• [Goal of the exercise] Please copy the data between the lines holding "Pick out the nose" and "<point>290,273</point>", inclusive. Shift every coordinate in the answer points up by 18, and leave everything else unchanged.

++++

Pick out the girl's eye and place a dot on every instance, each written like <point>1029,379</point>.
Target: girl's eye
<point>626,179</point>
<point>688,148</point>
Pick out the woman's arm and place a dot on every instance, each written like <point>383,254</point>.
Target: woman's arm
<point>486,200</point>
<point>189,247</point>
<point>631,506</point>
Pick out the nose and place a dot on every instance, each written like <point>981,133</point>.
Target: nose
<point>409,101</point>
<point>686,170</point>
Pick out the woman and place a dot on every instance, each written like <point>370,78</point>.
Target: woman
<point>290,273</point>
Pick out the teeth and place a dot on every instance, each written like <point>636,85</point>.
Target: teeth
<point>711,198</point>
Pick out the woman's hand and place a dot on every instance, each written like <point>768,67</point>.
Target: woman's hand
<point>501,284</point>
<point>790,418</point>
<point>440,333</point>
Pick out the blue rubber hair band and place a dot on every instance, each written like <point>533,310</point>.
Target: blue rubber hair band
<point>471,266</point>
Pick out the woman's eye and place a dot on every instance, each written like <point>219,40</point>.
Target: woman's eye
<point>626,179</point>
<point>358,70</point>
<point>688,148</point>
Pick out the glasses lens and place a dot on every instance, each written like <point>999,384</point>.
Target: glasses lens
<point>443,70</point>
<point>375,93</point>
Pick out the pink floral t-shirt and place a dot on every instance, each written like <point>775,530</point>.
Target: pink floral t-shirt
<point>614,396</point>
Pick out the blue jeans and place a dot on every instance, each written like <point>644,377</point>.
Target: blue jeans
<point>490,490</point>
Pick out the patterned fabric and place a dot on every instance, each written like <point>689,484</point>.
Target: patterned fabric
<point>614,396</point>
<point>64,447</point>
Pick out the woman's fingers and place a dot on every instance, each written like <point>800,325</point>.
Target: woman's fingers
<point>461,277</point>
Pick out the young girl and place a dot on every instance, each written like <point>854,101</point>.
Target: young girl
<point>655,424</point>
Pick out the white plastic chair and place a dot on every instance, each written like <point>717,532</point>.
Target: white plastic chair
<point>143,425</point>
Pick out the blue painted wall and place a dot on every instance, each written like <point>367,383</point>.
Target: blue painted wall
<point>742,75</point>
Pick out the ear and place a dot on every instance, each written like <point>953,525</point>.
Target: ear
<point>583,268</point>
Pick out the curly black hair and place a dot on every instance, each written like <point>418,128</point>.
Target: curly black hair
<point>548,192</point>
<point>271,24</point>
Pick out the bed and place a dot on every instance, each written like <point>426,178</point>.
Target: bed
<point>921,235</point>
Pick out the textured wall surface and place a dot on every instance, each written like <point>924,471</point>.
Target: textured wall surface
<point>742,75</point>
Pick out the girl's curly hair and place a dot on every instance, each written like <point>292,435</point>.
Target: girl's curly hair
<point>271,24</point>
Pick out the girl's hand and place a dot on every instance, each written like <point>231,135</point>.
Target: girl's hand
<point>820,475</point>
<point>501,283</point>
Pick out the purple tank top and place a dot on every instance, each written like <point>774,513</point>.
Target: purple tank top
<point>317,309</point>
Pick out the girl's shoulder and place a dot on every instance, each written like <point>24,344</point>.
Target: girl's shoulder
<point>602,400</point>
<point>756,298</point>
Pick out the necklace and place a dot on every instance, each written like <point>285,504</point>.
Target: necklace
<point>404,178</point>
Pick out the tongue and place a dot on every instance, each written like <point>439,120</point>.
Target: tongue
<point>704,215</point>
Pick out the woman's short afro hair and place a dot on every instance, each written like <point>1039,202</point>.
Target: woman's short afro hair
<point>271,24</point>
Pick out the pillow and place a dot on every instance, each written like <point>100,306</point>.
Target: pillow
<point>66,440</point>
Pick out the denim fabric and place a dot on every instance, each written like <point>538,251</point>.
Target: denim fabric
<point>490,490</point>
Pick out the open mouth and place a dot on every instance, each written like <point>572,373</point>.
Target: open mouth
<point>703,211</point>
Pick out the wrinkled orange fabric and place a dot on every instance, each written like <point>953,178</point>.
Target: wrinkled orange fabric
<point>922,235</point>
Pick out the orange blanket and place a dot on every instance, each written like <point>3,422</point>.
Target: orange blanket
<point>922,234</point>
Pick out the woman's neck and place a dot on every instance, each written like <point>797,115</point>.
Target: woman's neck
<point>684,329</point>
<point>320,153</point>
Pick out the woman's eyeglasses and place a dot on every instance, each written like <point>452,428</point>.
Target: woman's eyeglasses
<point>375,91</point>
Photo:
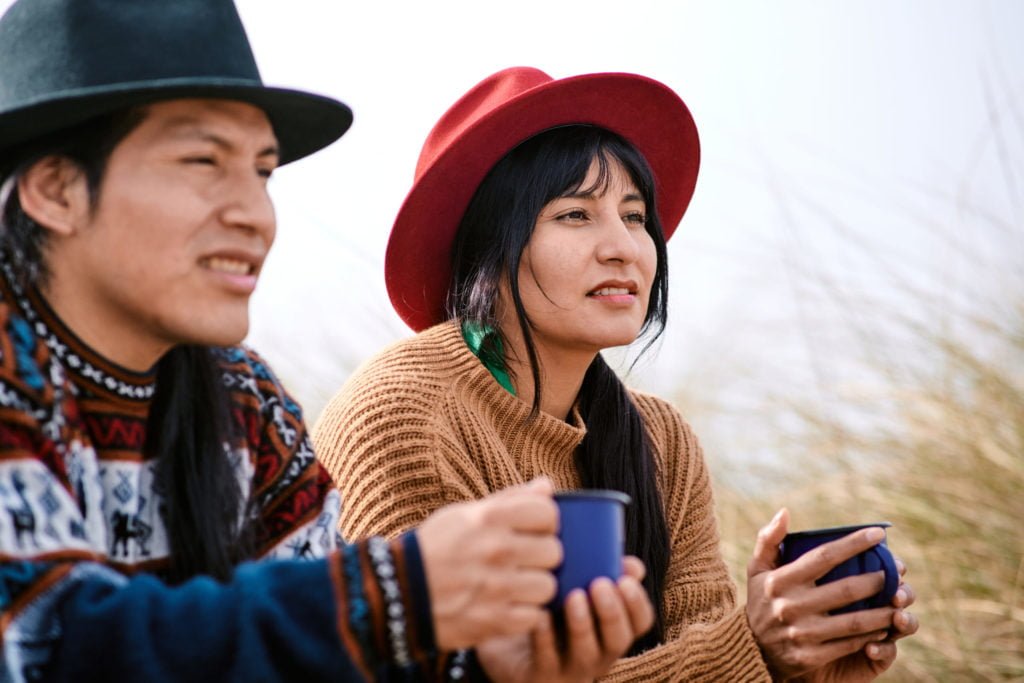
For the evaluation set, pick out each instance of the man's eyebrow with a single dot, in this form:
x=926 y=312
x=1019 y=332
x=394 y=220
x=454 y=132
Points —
x=190 y=128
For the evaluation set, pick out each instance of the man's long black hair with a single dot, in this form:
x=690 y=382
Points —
x=189 y=424
x=498 y=224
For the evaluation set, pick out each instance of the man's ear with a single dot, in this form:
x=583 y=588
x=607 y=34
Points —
x=54 y=193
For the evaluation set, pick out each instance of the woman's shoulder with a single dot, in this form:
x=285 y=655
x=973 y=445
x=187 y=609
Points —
x=423 y=361
x=666 y=425
x=659 y=415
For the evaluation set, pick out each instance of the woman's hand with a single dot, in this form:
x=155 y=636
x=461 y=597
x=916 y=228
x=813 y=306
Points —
x=594 y=640
x=788 y=613
x=488 y=564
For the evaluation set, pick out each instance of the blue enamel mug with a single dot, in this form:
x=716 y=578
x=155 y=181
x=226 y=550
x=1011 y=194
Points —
x=592 y=528
x=878 y=558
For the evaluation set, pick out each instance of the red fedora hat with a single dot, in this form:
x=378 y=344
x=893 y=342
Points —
x=491 y=120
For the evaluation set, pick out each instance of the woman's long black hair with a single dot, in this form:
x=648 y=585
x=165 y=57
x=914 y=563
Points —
x=189 y=423
x=498 y=224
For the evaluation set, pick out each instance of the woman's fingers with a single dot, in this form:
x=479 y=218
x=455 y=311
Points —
x=817 y=562
x=584 y=648
x=766 y=546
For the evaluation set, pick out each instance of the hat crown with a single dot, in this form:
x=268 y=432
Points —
x=487 y=95
x=51 y=48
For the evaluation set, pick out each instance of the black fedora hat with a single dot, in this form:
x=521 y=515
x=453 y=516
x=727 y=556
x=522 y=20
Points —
x=65 y=61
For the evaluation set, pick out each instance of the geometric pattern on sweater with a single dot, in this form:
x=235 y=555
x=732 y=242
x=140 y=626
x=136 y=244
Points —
x=76 y=485
x=424 y=424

++++

• [Exercise solution]
Pick out the nose and place a dot on every instance, each written like <point>981,133</point>.
Target: nose
<point>427,119</point>
<point>704,188</point>
Pick out the woman and place a dot on every instance, each written like <point>370,78</point>.
Target: woman
<point>308,291</point>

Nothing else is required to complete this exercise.